> **Tâche demandée**
Recopiez à l'identique le passage du texte sur The Shift Project qui va de « Fondé par Jean-Marc » jusqu'à « cette démarche ? » inclus.

> **Texte fourni**
———

Fondé par Jean-Marc Jancovici, The Shift Project est un think tank ayant pour ambition d’éclairer et d’influencer le débat sur la transition énergétique dans l’objectif de libérer l’économie de la contrainte carbone. Depuis sa création en 2010, les travaux du Shift Project sur les politiques publiques nationales et européennes ont été largement médiatisés. En 2022, le think tank a publié le rapport « Climat, crises : transformer nos territoires » adressé spécifiquement aux élus locaux pour les guider dans la décarbonation de leurs territoires.

En 2022, The Shift Project a conçu un kit à destination des élus locaux et acteurs des territoires sur les stratégies de résilience des territoires. Pourquoi The Shift Project s’est-il lancé dans cette démarche ?

À l’origine, le Shift Project est une association d’entreprises1 qui a pour objectif de sensibiliser les décideurs économiques afin d’influencer le monde politique. Historiquement, nous sommes un think tank qui intervient plutôt sur la scène nationale. Récemment, il nous a semblé intéressant de compléter cette approche en nous adressant directement aux élus locaux. Il y a plusieurs raisons à cela. D’abord, les effets du changement climatique et de la dépendance à des ressources de plus en plus rares sont un enjeu pour chaque territoire avec la conscience que les géographies étant différentes, la nature des réponses est variable. Par ailleurs, les élus locaux, notamment les élus du bloc communal, disposent d’importants leviers d’action via leurs politiques publiques. Enfin, ces élus locaux sont en proximité et en dialogue direct avec les citoyens et les acteurs économiques. Ce sont des ambassadeurs potentiels des enjeux de résilience des territoires – encore faut-il que ces enjeux soient correctement appropriés.

———

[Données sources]
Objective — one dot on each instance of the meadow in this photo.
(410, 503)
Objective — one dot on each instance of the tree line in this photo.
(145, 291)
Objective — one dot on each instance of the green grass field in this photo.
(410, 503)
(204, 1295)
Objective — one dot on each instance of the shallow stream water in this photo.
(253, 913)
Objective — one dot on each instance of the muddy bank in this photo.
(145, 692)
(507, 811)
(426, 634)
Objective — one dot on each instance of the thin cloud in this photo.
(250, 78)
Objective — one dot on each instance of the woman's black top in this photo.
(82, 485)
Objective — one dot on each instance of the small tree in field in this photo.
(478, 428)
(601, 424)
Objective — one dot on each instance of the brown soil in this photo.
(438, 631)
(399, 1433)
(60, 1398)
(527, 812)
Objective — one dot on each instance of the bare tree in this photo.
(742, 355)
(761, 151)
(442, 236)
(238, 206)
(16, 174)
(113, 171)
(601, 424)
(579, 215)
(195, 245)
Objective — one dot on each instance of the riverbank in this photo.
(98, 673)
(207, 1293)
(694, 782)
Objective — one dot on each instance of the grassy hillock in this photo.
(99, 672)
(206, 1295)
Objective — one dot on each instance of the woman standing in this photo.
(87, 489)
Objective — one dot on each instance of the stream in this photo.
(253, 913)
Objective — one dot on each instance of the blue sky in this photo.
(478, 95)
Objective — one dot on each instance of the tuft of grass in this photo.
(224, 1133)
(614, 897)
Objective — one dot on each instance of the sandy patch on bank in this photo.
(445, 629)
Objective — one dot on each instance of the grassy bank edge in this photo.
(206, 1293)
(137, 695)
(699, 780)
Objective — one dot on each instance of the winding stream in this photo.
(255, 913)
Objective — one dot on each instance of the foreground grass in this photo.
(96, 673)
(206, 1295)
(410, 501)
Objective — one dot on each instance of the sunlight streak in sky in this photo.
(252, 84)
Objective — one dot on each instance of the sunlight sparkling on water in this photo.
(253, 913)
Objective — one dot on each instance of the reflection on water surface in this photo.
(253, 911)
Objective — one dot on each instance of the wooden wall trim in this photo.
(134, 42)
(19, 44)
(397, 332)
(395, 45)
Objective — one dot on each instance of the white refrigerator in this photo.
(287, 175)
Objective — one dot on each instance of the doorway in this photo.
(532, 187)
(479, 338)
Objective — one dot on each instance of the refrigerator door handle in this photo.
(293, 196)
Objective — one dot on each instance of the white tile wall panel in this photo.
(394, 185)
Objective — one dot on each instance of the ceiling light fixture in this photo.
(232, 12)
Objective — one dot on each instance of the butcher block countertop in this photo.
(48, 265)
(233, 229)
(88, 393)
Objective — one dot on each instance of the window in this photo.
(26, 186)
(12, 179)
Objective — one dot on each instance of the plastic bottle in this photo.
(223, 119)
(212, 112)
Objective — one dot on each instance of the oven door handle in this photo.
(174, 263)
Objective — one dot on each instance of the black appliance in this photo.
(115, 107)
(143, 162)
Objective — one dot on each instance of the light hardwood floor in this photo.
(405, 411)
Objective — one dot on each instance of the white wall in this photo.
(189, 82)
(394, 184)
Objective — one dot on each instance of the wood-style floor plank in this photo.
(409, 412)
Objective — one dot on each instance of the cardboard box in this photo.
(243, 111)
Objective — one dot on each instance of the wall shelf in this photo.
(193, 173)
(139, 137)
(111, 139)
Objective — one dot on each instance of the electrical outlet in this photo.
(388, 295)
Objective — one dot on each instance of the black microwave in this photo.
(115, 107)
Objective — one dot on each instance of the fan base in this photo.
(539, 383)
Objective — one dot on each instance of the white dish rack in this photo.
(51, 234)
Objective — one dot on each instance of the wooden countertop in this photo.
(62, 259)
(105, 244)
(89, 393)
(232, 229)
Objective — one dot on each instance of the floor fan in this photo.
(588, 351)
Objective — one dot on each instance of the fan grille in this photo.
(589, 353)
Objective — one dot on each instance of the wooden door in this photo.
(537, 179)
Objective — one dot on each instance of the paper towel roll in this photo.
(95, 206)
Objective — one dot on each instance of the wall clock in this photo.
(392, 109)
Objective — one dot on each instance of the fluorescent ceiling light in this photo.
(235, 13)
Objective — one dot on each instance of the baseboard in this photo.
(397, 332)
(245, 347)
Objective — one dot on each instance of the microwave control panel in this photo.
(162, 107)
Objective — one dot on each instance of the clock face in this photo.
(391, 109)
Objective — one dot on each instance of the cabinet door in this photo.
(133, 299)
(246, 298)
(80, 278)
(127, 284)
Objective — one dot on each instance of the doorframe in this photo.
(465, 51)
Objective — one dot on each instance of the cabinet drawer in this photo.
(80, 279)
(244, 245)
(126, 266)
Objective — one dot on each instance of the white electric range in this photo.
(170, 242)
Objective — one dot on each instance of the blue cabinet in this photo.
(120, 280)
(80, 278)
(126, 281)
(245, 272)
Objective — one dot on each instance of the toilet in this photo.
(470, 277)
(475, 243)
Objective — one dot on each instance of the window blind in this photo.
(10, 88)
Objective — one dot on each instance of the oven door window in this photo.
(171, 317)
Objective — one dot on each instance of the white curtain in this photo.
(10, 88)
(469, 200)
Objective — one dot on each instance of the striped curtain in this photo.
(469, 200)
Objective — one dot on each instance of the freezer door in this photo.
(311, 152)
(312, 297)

———

> **Réponse attendue**
Fondé par Jean-Marc Jancovici, The Shift Project est un think tank ayant pour ambition d’éclairer et d’influencer le débat sur la transition énergétique dans l’objectif de libérer l’économie de la contrainte carbone. Depuis sa création en 2010, les travaux du Shift Project sur les politiques publiques nationales et européennes ont été largement médiatisés. En 2022, le think tank a publié le rapport « Climat, crises : transformer nos territoires » adressé spécifiquement aux élus locaux pour les guider dans la décarbonation de leurs territoires.

En 2022, The Shift Project a conçu un kit à destination des élus locaux et acteurs des territoires sur les stratégies de résilience des territoires. Pourquoi The Shift Project s’est-il lancé dans cette démarche ?